■ **Exercise**: Return verbatim the lines of the records below, beginning at the line that contains "Can you find the gothic arch" and continuing through the end of the records.

>> BEGIN

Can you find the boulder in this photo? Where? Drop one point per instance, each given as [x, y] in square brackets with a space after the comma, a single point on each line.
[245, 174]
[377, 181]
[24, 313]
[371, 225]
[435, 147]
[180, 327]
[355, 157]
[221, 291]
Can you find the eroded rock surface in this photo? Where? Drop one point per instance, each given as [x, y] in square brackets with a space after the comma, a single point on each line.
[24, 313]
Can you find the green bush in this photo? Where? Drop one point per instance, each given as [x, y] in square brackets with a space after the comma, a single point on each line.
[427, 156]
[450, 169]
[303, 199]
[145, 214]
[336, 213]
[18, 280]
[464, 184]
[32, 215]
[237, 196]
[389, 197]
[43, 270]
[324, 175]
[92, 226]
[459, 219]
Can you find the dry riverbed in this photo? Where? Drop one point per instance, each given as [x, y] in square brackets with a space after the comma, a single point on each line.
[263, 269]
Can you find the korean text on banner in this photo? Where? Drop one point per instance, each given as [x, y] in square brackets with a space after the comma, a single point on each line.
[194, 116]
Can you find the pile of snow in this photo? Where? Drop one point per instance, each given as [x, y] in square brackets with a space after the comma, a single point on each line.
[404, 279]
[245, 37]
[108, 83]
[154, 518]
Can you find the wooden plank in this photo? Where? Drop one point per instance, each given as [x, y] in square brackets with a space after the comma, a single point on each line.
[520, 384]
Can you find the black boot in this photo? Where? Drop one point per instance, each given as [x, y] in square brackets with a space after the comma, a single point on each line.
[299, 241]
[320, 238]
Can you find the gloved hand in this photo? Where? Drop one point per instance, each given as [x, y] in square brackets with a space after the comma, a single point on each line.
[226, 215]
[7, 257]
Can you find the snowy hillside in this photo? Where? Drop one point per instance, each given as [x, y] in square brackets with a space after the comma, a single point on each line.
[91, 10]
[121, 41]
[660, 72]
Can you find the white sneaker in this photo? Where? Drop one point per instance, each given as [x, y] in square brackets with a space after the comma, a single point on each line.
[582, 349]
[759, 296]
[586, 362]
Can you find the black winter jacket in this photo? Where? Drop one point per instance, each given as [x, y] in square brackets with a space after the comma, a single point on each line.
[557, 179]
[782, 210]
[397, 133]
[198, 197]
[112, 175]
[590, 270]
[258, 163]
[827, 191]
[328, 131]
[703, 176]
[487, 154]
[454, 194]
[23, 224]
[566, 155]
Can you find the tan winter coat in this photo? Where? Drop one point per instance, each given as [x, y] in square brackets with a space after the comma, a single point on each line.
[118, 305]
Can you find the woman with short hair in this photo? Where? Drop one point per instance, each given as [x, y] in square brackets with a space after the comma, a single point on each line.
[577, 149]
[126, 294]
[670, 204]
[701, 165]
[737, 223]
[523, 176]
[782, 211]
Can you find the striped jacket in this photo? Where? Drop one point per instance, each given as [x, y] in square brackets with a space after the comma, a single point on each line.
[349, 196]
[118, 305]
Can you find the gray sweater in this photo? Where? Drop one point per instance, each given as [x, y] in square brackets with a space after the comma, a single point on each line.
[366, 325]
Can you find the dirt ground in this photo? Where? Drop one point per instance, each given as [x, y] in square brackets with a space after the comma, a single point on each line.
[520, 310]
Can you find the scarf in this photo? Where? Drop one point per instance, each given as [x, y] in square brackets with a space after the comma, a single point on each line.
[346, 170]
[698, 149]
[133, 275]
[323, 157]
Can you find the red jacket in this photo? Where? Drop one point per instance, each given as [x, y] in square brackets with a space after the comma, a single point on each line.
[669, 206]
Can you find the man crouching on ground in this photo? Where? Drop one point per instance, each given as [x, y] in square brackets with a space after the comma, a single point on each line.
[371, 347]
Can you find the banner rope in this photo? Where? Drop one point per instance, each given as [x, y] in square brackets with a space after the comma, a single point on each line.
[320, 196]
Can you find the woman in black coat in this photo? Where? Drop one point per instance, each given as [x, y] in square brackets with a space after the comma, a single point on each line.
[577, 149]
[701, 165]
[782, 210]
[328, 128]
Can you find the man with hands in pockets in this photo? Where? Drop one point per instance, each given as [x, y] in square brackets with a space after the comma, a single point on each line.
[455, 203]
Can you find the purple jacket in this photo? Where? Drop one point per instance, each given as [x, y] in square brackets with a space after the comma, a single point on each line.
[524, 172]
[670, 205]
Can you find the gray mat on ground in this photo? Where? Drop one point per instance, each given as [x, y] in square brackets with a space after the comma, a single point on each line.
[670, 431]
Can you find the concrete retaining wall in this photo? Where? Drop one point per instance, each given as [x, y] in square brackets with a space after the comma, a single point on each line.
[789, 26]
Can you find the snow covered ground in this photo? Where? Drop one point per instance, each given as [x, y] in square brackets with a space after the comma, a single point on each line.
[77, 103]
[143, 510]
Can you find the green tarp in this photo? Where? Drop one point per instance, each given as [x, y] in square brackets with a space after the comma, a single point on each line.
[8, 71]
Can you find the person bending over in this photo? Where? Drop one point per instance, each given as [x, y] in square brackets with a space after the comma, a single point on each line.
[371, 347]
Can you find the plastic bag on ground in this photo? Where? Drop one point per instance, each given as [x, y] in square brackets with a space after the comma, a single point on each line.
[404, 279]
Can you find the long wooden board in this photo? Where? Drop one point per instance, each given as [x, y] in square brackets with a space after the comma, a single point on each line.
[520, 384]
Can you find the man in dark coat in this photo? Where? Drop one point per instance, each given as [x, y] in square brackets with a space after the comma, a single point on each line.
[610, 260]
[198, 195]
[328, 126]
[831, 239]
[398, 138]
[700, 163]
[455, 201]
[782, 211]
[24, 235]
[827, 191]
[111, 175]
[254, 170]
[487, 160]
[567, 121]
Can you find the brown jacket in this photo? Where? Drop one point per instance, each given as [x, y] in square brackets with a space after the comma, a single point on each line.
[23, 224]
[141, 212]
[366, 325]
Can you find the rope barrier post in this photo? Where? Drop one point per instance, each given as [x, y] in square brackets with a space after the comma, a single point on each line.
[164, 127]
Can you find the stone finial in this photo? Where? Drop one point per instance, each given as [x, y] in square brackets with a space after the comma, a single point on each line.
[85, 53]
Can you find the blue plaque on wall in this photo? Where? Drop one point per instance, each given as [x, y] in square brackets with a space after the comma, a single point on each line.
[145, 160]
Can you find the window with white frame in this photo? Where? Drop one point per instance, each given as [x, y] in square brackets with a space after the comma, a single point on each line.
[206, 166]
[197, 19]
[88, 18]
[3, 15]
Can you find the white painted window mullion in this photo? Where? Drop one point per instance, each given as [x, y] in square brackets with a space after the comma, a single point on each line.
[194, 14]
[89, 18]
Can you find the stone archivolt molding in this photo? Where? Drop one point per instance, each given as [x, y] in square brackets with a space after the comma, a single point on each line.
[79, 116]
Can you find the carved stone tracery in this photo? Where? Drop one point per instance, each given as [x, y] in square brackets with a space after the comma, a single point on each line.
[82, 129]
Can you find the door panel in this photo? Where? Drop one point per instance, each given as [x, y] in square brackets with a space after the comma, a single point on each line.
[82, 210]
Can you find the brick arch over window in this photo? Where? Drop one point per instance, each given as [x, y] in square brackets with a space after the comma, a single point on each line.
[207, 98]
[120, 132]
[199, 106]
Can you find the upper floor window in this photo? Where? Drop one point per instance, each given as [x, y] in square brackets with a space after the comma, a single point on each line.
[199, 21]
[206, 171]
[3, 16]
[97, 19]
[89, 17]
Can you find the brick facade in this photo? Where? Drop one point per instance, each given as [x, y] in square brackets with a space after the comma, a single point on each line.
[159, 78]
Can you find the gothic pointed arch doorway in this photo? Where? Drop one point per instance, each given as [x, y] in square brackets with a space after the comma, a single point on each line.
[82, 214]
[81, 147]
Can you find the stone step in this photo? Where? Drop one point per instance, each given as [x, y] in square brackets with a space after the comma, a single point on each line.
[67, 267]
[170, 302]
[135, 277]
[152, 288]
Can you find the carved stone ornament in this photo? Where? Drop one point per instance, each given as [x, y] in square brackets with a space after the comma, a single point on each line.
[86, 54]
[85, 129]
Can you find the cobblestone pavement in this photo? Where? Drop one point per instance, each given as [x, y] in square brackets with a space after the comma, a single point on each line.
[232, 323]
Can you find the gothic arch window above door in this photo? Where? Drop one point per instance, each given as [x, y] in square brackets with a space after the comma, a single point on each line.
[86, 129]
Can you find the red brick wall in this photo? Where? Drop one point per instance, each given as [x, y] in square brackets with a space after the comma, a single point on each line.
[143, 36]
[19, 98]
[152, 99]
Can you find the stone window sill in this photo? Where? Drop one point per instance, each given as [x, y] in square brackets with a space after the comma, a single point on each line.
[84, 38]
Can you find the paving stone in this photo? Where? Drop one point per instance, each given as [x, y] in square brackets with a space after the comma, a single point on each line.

>> END

■ **The reply**:
Can you find the gothic arch window above door in this photo? Where? Drop one point per instance, each given as [x, y] in square brackets with a space after the comma, a single point on each line.
[86, 129]
Can you find the red brick wall in this photo? Where? Drop one point per instance, each given as [x, y] in square brackets with a space after the comma, a single point on each line.
[143, 36]
[19, 98]
[152, 99]
Can you find the stone window sill in this photo? Where? Drop one point per instance, each given as [x, y] in square brackets with a space after the comma, a single point on each line.
[84, 38]
Can you find the paving stone in this photo? Where? Drop one point per instance, each given as [x, y] in square brackets with a space after the comma, a single point on each line.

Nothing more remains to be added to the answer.